### Data provided
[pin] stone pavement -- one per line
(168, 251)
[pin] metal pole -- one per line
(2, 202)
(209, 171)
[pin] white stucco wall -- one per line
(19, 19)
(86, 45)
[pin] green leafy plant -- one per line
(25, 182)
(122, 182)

### Prompt
Print every line of the records above verbatim, in the same order.

### Expected answer
[pin] stone pavement -- one per line
(168, 251)
[pin] metal pole -- one per line
(2, 202)
(209, 171)
[pin] white stucco wall -- one per line
(19, 19)
(86, 45)
[pin] green leafy plant -- one per line
(25, 182)
(122, 182)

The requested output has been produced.